◆ Stated goal ◆
Reproduce the listing below with every occurrence of "camera-trap survey" changed to "wildlife camera survey", keeping all other text the same. Leave the pictures out of your answer.

== Listing ==

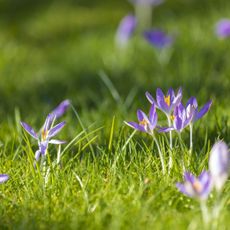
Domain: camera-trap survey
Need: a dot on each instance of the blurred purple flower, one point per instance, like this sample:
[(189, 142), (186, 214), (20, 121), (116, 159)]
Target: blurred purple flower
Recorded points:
[(219, 164), (199, 187), (158, 38), (60, 109), (126, 29), (223, 28), (44, 138), (3, 178), (146, 2), (165, 103), (146, 124), (192, 107)]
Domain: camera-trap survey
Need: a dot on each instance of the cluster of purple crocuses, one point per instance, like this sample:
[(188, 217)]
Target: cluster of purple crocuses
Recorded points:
[(129, 24), (178, 116)]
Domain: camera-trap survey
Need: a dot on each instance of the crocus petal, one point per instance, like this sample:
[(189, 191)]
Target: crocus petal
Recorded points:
[(56, 142), (56, 129), (37, 155), (136, 126), (29, 129), (48, 122), (171, 93), (141, 115), (3, 178), (193, 102), (165, 129), (178, 123), (150, 98), (43, 147), (161, 101), (203, 111), (177, 98), (152, 114), (60, 109)]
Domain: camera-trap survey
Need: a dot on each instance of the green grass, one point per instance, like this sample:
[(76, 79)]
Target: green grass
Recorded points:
[(65, 49)]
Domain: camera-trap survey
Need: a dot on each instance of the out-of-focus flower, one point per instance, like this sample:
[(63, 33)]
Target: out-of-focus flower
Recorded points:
[(44, 138), (199, 187), (192, 107), (146, 2), (3, 178), (146, 124), (180, 118), (126, 29), (219, 164), (158, 38), (60, 109), (165, 103), (223, 28)]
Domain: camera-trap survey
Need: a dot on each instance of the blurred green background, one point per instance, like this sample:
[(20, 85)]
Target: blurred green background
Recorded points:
[(52, 50)]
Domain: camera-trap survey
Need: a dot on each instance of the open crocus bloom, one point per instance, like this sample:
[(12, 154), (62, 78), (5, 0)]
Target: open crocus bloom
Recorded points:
[(181, 119), (3, 178), (165, 103), (219, 164), (197, 187), (44, 137), (145, 124)]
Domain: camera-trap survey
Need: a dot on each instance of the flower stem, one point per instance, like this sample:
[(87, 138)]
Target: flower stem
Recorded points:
[(204, 211), (170, 145), (191, 144), (160, 154)]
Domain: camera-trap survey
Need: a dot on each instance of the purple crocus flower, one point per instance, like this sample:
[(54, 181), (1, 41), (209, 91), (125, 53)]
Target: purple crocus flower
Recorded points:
[(60, 109), (3, 178), (223, 28), (192, 107), (199, 187), (146, 2), (146, 124), (158, 38), (181, 119), (44, 137), (165, 103), (126, 29), (219, 164)]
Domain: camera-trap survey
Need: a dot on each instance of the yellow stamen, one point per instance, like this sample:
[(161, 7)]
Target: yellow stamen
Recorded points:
[(197, 186), (44, 134), (167, 100)]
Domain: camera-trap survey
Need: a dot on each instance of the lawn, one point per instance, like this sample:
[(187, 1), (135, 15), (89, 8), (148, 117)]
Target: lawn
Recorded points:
[(108, 177)]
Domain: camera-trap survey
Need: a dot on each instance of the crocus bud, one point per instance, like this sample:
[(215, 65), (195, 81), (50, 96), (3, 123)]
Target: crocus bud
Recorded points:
[(219, 164)]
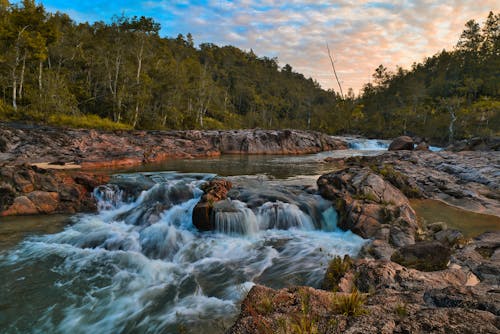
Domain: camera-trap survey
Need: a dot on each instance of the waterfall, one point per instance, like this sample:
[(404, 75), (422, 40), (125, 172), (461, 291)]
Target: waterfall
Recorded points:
[(139, 264)]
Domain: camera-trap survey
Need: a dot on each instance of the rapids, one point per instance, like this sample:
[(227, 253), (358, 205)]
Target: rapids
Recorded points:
[(139, 265)]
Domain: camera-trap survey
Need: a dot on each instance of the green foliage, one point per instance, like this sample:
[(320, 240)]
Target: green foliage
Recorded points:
[(401, 310), (337, 268), (124, 71), (451, 95), (351, 305), (304, 322), (265, 305), (86, 121)]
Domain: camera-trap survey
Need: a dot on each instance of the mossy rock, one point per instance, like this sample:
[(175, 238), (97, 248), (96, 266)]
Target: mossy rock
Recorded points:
[(423, 256)]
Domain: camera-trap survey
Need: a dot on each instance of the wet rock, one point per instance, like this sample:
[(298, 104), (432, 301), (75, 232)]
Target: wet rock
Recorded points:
[(28, 190), (401, 143), (451, 237), (45, 202), (370, 206), (97, 149), (423, 146), (203, 213), (424, 256), (465, 297), (468, 180)]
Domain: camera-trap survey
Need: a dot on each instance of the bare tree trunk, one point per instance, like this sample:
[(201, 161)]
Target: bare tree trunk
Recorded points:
[(138, 82), (14, 89), (452, 123), (334, 72), (14, 68), (40, 69), (21, 83)]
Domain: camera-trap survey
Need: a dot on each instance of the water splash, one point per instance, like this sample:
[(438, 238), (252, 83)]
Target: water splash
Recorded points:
[(139, 264)]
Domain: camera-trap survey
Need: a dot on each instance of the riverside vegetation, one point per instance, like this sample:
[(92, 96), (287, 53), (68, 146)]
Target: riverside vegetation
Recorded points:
[(124, 75)]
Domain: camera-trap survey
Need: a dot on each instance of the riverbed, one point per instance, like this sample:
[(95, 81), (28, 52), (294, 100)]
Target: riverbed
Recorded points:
[(139, 265)]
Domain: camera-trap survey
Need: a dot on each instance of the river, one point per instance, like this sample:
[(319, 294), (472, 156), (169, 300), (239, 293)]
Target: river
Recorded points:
[(139, 265)]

===

◆ Finished exercise ◆
Domain: wildlife camera survey
Need: a dot on each instance of the blurred purple flower, one point per instance, like this sample:
[(189, 142), (186, 214), (20, 121), (116, 159)]
Target: blurred purple flower
Recorded points:
[(219, 164), (199, 187), (158, 38), (60, 109), (126, 29), (223, 28), (44, 138), (3, 178), (146, 2), (165, 103), (146, 124), (192, 107)]
Domain: wildlife camera survey
Need: a dot on each instance of the cluster of purple crocuses, one point per instance, like this sample:
[(188, 217)]
Target: cluster of purple crocuses
Recorded points:
[(129, 24), (178, 116)]
Domain: wildlife camera survey
Need: a dot on each instance of the crocus petal, one point per instance, like this sample:
[(189, 191)]
Target: crocus petal
Recorded points:
[(56, 142), (56, 129), (37, 155), (136, 126), (29, 129), (48, 122), (171, 93), (141, 115), (3, 178), (193, 102), (165, 129), (178, 123), (150, 98), (43, 147), (161, 101), (203, 111), (177, 98), (152, 114), (60, 109)]
Domain: wildlife camera survey
Need: a dot on each instance of the green grass, one point per instance, like this sample:
[(76, 79)]
Target: green grass
Recorded points:
[(65, 49)]
Domain: wildlife camera survey
Need: a dot on each instance of the out-of-focus flower, one point per instance, like this sample:
[(63, 33)]
Target: out-of-focus flower
Recorded points:
[(44, 138), (199, 187), (192, 107), (146, 2), (3, 178), (146, 124), (180, 118), (126, 29), (219, 164), (158, 38), (60, 109), (165, 103), (223, 28)]
Domain: wildlife camera survey
Need: a dot on each instance of the blurred green background, one point per instance, like this sample:
[(20, 85)]
Target: blurred green background
Recorded points:
[(52, 50)]
Domain: wildlife camera survey
Need: a dot on each instance of the open crocus bloom, one point per instance, like this sample:
[(12, 154), (62, 78), (5, 0)]
Target: open crocus bloom
Recorded points:
[(181, 119), (3, 178), (165, 103), (219, 164), (197, 187), (44, 137), (145, 124)]
Domain: wildlife camera survey
Need: a dot on each instance of the flower stem, one point per instance, like this sample:
[(87, 138)]
Target: flower stem
Recorded points:
[(204, 211), (170, 145), (191, 144), (160, 154)]
Domain: wildlife camera survey
Need: a dot on each instance of the purple crocus flower, one point per instance, like this sample:
[(54, 181), (1, 41), (209, 91), (125, 53)]
Target: purple crocus flower
Recorded points:
[(60, 109), (3, 178), (223, 28), (192, 107), (199, 187), (146, 2), (146, 124), (158, 38), (181, 119), (44, 137), (165, 103), (126, 29), (219, 164)]
Domain: wildlife camera survey
Need: a dot on each instance of the yellow stamen, one point per instance, like this sample:
[(161, 7)]
Target: yellow stamen
Recorded points:
[(197, 186), (44, 134), (167, 100)]
Domain: wildlife camera survey
Need: a dot on each instance of the lawn, one point per instance, like this sample:
[(187, 1), (135, 15), (89, 8), (148, 117)]
Target: lawn
Recorded points:
[(108, 177)]
Domain: wildlife camera survey
Need: a dot on each instance of the crocus bud, one point per instance, like this sample:
[(215, 65), (195, 81), (50, 96), (3, 123)]
Target: crocus bud
Recorded points:
[(219, 164)]
Domain: wildlife camera survey
Need: a dot on each instance of the waterfall, one point per instance, like this sample:
[(404, 75), (422, 40), (125, 172), (461, 291)]
Target: waterfall
Recorded points:
[(139, 264)]
Domain: wildlife camera survey
Need: a dot on each instance of the rapids, one point per instance, like this sample:
[(227, 253), (358, 205)]
Target: rapids
Recorded points:
[(139, 265)]
Domain: wildlife camera survey
Need: a dot on each instance of the green foliage, one point per instance, like this sample:
[(320, 240)]
Target: green foliage
Recorded points:
[(401, 310), (337, 268), (124, 71), (451, 95), (351, 305), (304, 322), (265, 305), (86, 121)]
Domain: wildlife camera survey
Need: a dot on each instance of the mossy rock, one point per instance, like this sample:
[(175, 238), (97, 248), (96, 266)]
Target: mossy rock
Recorded points:
[(423, 256)]
Domain: wildlife camera survey
Need: a dot on each instance of the wet rock, one point per instance, like this sample:
[(298, 104), (432, 301), (75, 232)]
Target: wet rock
Recorded points:
[(28, 190), (401, 143), (451, 237), (45, 202), (370, 206), (97, 149), (423, 146), (203, 213), (424, 256), (465, 297), (468, 180)]
Domain: wildlife camera survey
Need: a dot on each instance of the bare tree trunk, one point per instance, like this sample:
[(201, 161)]
Target: bare tree trunk
Recorded points:
[(138, 82), (14, 89), (452, 123), (334, 72), (14, 68), (40, 69), (21, 83)]
Domain: wildlife camera survey
Need: a dot on each instance of the water splash, one point per instance, like this sample:
[(438, 238), (252, 83)]
Target: water splash
Recorded points:
[(139, 264)]
Domain: wildlife camera survey
Need: a dot on each instance of the riverside vegetation, one point per instance, like this sample:
[(92, 96), (287, 53), (68, 146)]
Target: riverside vegetation
Recorded points:
[(124, 75)]
Domain: wildlife camera survey
Need: a dot on each instance of the riverbed, one point per instance, like this sample:
[(95, 81), (28, 52), (294, 100)]
Target: riverbed
Recorded points:
[(139, 265)]
Domain: wildlife camera survey
Need: a dot on each instance of the river, one point per instance, like this sample:
[(319, 294), (472, 156), (169, 300), (239, 293)]
Target: river
Recorded points:
[(139, 265)]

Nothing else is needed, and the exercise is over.